Work task 1: From the piece on NYC Books Through Bars during the COVID-19 outbreak, list the things that the last quoted letter-writer hopes can't stop the group from giving "a lil' bit of freedom."
Work task 2: Write a continuation of the piece on NYC Books Through Bars during the COVID-19 outbreak, starting after its final paragraph.

Reading text:
= Beginning of Section =

NYC Books Through Bars during the
COVID-19 Outbreak

NYC Books Through Bars

NYC Books Through Bars responds to letters from people incarcerated by the injustice system, which pervades multiple levels of government. Over the years, we have received many letters from people in solitary confinement or without access to books, education, or a library. During the COVID-19 pandemic, the number of such letters skyrocketed as a health emergency landed massive numbers of people in solitary or solitary-like conditions.

Some letters NYC Books Through Bars recieved from incarcerated people

Where they exist, libraries for the incarcerated, like the prison industrial complex’s other programs, have been largely suspended. Even where library programs exist, solitary confinement prevents people from accessing them. Books Through Bars, however, is able, in some cases, to help overcome this barrier. One letter-writer from California expressed gratitude for our programming’s workaround. Placed in solitary, the writer stated: “[Thank you] for sending me great books while I was trapped in the hole. You couldn’t believe how much it helps.” Similar feelings were communicated in mail from a person held in administrative segregation in Texas. As a result of the prison industrial complex labeling them a gang member, this individual had been detained for eleven years. They wrote to us that the “‘powers that be’ use that to hold me captive here. I’m restricted to my cell 22-1/2 hours a day with 1-1/2 hours’ time for recreation and a shower. So, books are my lifeline between sanity and me going ‘ballistic’…” Someone in solitary for over two years shared another common sentiment when explaining, “I would like any subject [of books], and I really mean any. I would be extremely thankful for anything you could send me. I’m in the hole at ... since ...“ As these remarks indicate, incarcerated people are eager to engage the content we share with them. This desire is especially urgent for those in solitary, which exacerbates individuals’ lack of access to education and books from prison while also creating or worsening their poor mental health prospects there.

We seek to mitigate the isolation that incarcerated people feel and empower them with resources and access to community. Letter-writers frequently tell us about how books help them to learn and to understand that they are not alone. Another person from Texas wrote, “I want you to know that what you do matters. The books you have sent me are serving to open my eyes, expand my horizon, free my mind, and are a great encouragement. In them I find that I am not alone in this. People here ARE blind. The crazy unjust things I observe ARE actually happening and, although most of my peers shrug these things off. This is NOT OK.” Writing to encourage us and similar Books Through Bars programs, one writer concluded by saying, “Hopefully the government, corona-virus, or even a giant snake can’t stop ya’ll from giving us a lil’ bit of freedom.”

= End of Section =

Data shown:
= Beginning of Section =

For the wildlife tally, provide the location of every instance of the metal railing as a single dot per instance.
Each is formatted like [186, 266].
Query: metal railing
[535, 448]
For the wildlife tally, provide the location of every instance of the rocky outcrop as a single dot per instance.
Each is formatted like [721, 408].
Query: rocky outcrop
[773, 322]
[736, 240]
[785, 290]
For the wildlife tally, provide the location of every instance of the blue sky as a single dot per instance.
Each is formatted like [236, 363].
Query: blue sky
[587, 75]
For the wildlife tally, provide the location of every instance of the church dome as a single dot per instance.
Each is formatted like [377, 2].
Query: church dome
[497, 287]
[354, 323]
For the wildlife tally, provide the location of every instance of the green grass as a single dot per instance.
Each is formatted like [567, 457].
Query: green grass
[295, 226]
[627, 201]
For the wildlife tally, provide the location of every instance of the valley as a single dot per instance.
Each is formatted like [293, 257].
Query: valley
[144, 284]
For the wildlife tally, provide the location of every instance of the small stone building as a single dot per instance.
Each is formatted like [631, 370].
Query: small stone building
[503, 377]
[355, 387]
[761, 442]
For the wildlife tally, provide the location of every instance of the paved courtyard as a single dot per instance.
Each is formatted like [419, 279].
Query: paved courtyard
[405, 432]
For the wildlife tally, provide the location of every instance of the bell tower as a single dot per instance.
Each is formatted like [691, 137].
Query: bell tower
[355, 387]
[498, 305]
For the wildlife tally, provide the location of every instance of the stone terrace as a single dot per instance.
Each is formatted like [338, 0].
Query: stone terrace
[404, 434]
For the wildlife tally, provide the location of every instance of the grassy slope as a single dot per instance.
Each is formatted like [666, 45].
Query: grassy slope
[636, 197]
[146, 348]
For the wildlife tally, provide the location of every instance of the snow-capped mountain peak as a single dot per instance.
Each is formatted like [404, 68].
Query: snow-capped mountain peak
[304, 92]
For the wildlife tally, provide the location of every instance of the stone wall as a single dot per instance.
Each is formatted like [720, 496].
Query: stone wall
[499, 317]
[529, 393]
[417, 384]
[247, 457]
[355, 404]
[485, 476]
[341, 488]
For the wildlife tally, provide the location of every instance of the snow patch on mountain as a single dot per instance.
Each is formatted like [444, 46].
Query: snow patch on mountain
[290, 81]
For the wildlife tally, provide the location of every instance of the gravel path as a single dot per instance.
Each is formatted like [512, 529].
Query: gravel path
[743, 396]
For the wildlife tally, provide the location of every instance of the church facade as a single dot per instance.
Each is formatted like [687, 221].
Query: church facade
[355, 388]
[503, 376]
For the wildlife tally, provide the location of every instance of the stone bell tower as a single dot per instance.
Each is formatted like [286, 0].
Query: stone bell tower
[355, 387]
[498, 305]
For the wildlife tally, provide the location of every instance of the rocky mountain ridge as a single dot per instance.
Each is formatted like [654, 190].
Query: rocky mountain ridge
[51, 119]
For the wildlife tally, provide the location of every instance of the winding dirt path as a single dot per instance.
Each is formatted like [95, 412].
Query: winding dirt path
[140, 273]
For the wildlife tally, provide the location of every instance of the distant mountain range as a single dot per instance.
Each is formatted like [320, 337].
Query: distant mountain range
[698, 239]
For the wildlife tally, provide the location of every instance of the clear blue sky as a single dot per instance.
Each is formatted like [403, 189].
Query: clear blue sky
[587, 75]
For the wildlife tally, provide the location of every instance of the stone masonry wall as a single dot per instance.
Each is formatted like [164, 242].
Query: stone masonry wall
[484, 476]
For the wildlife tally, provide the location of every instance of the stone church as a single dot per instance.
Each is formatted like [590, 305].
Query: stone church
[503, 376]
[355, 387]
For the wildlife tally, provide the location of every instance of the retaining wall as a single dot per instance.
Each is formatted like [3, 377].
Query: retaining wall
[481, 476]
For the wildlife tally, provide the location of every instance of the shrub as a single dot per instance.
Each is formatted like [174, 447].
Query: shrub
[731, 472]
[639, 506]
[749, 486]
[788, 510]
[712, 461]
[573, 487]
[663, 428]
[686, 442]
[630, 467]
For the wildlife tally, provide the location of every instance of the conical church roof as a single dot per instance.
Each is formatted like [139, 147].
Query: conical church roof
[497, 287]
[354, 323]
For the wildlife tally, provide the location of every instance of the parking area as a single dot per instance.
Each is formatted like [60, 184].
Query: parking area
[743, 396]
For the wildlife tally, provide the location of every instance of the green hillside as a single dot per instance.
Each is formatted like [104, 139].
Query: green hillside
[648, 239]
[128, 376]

= End of Section =

Result 1: the government, corona-virus, a giant snake

Result 2:
The letters often mention that people on the inside share the books that we supply with others there or give them to the prison library. Another letter from Texas (we get over half our letters from Texas) begins by telling us that “y’all are Awesome & I always pass on and share what y’all send me.” The letter, sent from death row, concluded by stating, “Once again, thank you for helping keep D-row live...” We also receive many pieces of art, either in initial letters or with thank-you notes. Some of this art is on our website.

New York City Books Through Bars sends approximately 10,000 packages of books a year to forty states and Puerto Rico. Our program also strives to make available types of literature that may not be readily available through a prison library, such as indigenous resistance, LGBTQ+, radical, and feminist books, among others. One request sent to us reads, “[Thanks] for sending me those Black revolutionaries’ books. I really enjoyed them. Can you please send me more Black History Books...” The letters that we receive confirm that there is a dire demand for books and educational content in prison. As much as we try to address the demand, we know that obstacles to these resources—along with resources for medical supplies and other basic needs—are part of a systemic institutional problem that exceeds our program’s purview.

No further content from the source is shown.